What to do
After locating the line that contains "indicate the oleander" in the records below, write out exactly that line and each line after it through the one that contains "indicate the flower", and nothing else.

(Records excerpted from a collection)
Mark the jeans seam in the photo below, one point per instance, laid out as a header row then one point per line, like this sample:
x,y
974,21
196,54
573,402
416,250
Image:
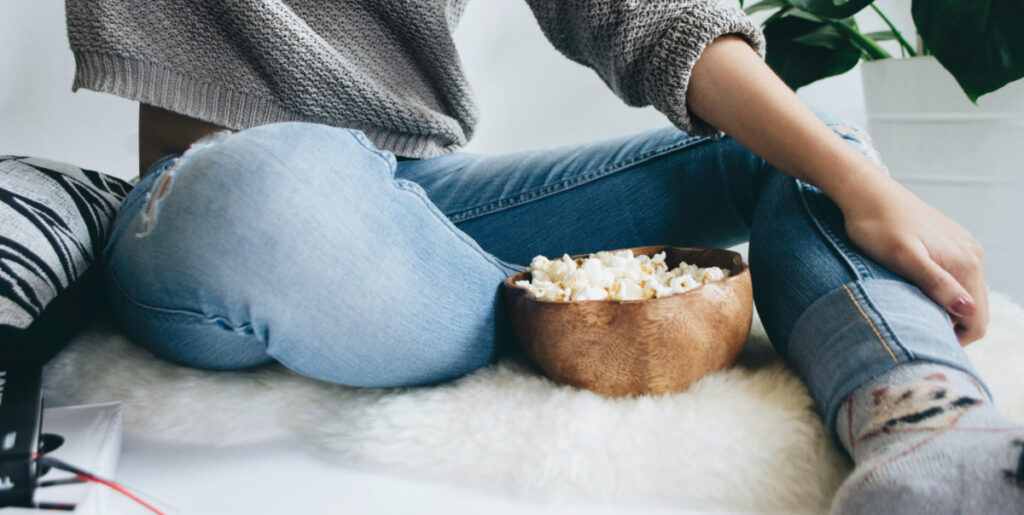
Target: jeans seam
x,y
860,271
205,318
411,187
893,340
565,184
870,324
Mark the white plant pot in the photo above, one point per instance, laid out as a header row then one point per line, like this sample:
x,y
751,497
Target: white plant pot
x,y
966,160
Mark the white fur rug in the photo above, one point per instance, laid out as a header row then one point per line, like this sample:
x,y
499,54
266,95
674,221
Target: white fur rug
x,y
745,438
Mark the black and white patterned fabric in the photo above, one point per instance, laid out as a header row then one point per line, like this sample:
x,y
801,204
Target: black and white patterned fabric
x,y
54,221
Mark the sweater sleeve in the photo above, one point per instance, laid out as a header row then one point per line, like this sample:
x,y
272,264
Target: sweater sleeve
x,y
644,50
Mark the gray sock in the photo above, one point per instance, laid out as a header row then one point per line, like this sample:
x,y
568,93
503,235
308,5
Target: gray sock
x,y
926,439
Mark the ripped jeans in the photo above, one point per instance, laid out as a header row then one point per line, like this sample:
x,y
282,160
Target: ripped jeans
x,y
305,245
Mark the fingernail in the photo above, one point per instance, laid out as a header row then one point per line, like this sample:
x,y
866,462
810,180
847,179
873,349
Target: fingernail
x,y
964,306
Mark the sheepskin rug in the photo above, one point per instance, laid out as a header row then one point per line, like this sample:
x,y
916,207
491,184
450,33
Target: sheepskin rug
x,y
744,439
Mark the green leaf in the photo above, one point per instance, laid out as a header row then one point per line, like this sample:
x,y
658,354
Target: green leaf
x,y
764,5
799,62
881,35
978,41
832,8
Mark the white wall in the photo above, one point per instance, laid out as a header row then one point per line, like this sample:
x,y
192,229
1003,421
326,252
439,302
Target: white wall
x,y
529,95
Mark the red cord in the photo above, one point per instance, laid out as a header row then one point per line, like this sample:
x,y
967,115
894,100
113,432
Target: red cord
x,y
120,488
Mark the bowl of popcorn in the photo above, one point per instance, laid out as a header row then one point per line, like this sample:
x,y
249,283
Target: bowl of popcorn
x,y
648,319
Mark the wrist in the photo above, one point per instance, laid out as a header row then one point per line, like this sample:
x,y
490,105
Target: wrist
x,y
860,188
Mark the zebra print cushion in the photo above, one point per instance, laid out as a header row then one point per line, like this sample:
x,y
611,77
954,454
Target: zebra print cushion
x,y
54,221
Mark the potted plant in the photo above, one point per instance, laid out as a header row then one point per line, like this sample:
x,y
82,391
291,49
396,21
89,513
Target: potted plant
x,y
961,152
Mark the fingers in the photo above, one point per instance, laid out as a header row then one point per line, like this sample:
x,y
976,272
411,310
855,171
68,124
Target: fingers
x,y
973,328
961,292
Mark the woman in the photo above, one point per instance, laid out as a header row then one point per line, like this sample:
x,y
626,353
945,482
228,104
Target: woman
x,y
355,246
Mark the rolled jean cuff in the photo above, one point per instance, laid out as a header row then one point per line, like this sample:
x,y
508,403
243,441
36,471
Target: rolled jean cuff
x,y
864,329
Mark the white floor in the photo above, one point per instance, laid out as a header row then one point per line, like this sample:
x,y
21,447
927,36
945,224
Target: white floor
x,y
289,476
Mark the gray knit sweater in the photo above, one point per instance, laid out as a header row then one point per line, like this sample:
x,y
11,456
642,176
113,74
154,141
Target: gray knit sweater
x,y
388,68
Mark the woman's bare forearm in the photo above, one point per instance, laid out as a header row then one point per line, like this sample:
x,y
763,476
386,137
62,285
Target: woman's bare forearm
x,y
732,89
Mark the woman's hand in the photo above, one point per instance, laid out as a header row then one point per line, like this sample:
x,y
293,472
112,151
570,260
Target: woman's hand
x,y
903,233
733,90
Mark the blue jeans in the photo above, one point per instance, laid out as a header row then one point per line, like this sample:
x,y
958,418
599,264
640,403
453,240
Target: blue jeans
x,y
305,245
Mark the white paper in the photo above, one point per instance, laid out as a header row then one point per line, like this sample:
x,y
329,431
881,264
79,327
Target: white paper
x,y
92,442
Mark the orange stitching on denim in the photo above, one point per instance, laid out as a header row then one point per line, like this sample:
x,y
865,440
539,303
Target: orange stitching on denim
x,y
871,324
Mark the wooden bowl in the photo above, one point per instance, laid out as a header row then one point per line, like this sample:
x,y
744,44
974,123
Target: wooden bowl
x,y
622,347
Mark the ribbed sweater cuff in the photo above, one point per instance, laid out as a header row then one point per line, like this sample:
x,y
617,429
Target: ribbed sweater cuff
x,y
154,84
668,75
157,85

---

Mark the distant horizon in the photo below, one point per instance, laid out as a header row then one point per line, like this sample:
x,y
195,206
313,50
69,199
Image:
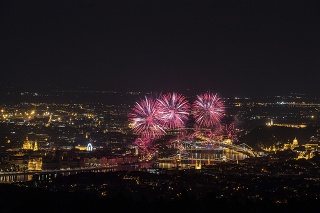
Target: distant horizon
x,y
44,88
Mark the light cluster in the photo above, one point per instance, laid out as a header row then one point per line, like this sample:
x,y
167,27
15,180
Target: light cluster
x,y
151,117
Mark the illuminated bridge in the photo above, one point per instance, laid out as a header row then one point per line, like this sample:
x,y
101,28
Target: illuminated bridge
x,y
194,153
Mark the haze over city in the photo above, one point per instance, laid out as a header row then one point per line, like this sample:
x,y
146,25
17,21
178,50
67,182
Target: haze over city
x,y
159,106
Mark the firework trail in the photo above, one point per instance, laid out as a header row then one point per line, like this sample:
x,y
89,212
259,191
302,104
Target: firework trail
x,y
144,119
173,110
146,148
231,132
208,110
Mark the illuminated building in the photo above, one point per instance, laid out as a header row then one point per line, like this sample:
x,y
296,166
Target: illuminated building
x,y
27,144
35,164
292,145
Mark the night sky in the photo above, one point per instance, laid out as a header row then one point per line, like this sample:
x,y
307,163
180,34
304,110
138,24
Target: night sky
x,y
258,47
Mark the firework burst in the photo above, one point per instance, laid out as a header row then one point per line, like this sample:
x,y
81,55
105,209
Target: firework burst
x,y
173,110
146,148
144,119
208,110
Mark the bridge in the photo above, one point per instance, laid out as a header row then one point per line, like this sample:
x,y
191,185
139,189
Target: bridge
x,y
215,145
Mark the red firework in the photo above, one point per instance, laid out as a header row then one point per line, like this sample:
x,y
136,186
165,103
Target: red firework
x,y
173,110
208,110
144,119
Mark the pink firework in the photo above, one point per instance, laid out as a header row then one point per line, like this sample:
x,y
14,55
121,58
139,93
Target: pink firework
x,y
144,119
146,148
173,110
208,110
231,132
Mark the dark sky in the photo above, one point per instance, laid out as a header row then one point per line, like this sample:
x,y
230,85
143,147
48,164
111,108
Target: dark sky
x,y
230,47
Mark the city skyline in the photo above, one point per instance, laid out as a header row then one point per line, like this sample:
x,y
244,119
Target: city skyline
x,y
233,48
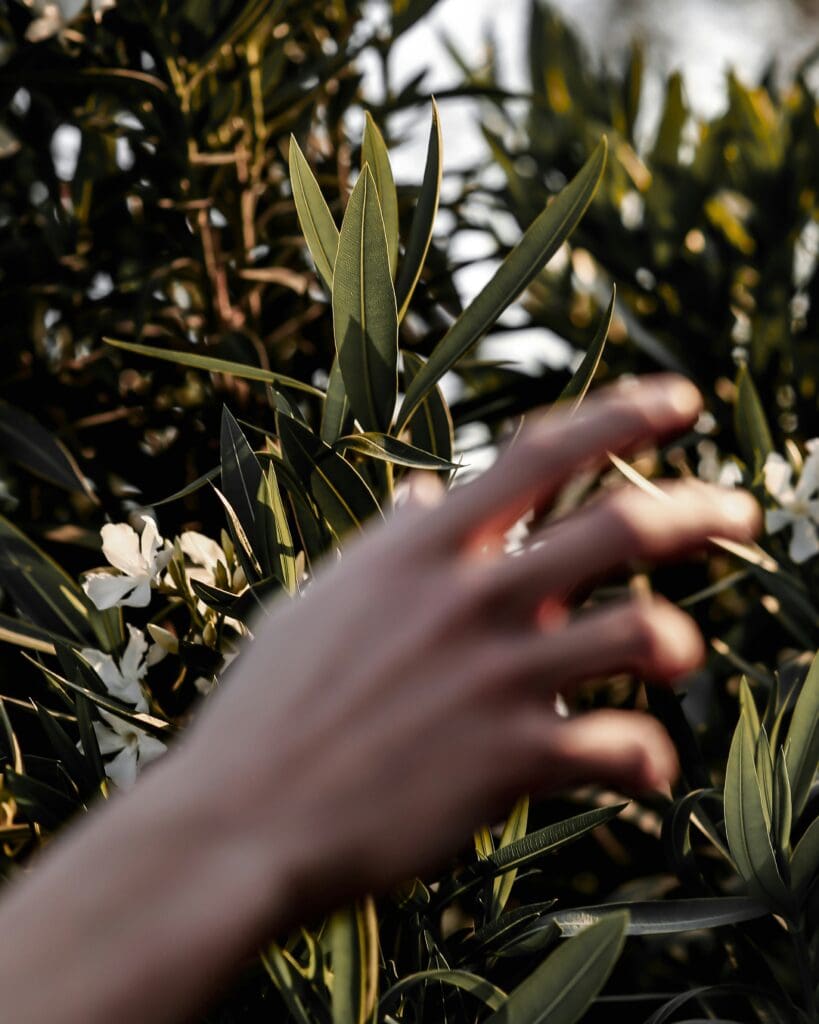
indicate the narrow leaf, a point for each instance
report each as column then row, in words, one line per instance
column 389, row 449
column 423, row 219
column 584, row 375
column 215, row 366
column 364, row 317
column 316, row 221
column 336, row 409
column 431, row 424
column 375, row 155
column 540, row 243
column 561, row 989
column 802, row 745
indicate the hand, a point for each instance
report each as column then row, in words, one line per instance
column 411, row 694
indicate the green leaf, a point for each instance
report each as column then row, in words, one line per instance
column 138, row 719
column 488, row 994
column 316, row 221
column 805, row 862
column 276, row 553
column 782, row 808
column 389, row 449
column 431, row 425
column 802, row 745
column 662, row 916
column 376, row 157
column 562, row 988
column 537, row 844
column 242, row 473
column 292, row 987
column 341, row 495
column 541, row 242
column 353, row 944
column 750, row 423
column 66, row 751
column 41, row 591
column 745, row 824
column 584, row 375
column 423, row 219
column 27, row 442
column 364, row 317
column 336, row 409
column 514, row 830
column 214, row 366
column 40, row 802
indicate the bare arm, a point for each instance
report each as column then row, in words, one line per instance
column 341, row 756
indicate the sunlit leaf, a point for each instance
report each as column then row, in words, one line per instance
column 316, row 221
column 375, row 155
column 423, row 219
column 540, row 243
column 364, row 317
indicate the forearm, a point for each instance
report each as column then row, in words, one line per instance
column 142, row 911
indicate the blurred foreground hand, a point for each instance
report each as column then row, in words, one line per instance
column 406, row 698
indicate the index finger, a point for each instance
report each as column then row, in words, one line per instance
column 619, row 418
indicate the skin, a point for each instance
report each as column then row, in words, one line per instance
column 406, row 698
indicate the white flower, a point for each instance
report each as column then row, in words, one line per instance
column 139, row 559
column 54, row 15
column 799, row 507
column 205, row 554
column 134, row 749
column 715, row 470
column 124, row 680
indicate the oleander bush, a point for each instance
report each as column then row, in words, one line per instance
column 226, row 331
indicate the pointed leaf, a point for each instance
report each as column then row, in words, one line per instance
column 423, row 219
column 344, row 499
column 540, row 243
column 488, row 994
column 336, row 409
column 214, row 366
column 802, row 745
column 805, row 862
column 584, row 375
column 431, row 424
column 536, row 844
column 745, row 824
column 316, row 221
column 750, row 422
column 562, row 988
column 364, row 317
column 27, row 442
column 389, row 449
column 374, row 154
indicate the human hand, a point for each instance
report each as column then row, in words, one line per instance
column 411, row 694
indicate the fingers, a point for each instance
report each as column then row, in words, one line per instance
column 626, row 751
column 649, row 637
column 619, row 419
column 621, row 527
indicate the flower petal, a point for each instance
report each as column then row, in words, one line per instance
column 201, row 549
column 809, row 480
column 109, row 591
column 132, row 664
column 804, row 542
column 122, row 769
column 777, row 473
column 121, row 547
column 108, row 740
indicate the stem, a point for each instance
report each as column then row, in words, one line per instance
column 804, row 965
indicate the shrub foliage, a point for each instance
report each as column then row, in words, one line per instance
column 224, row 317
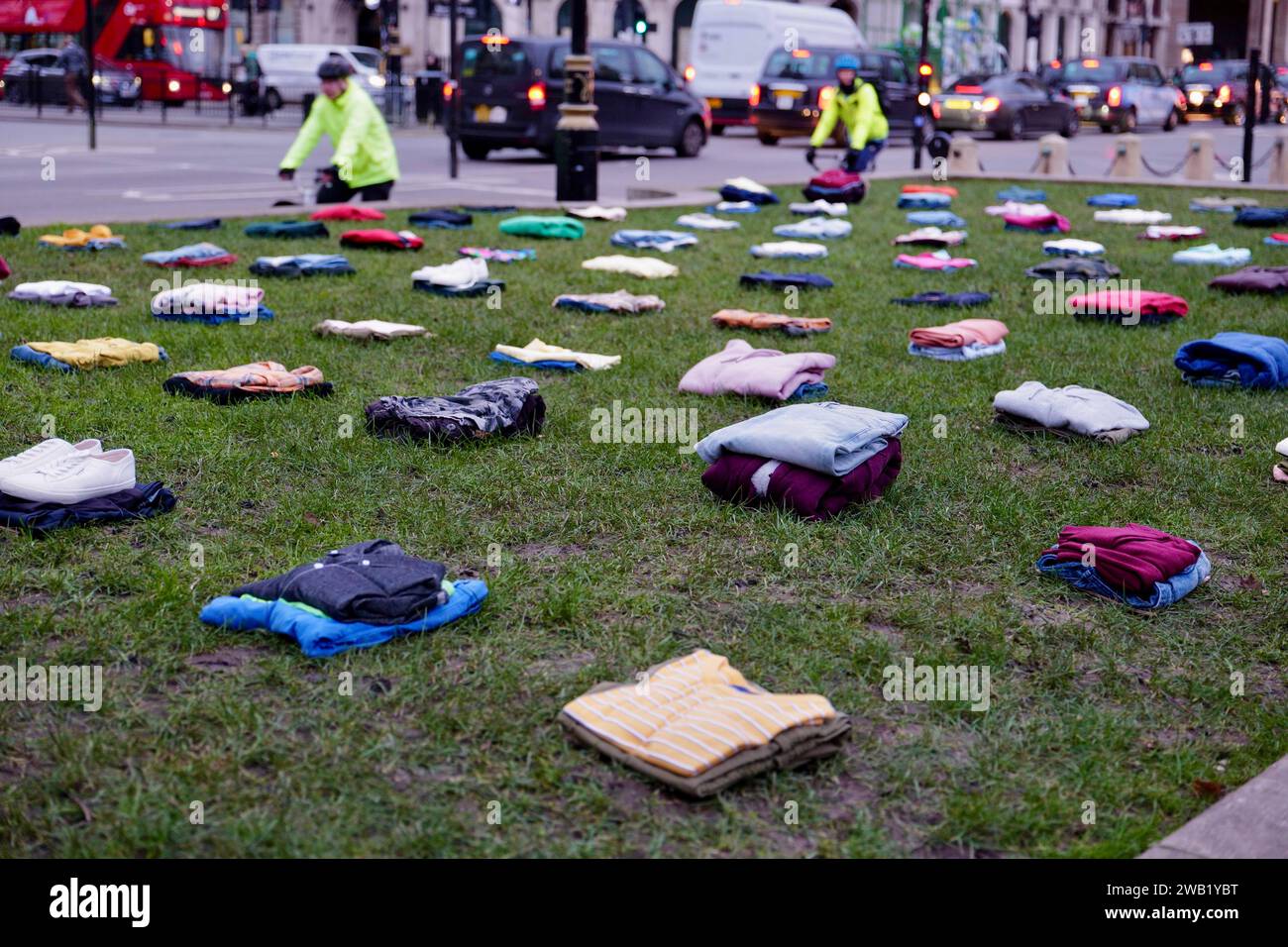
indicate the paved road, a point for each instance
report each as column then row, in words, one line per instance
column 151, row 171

Task solution
indicate the oleander bush, a point for each instance
report each as column then row, in words, one line per instance
column 226, row 331
indicate the pointed leaf, a point for each instance
report each as column then row, in words, one line per instance
column 423, row 219
column 344, row 499
column 540, row 243
column 488, row 994
column 336, row 409
column 214, row 366
column 802, row 745
column 805, row 862
column 584, row 375
column 431, row 424
column 536, row 844
column 745, row 824
column 316, row 221
column 750, row 422
column 562, row 988
column 364, row 317
column 27, row 442
column 389, row 449
column 374, row 154
indicate the human hand, a point for each instance
report each as column then row, in words, one line per instance
column 411, row 694
indicate the fingers, a point for each instance
report each as column then row, in words, one line per instance
column 626, row 751
column 649, row 637
column 619, row 419
column 621, row 527
indicate the flower petal, a point for each instance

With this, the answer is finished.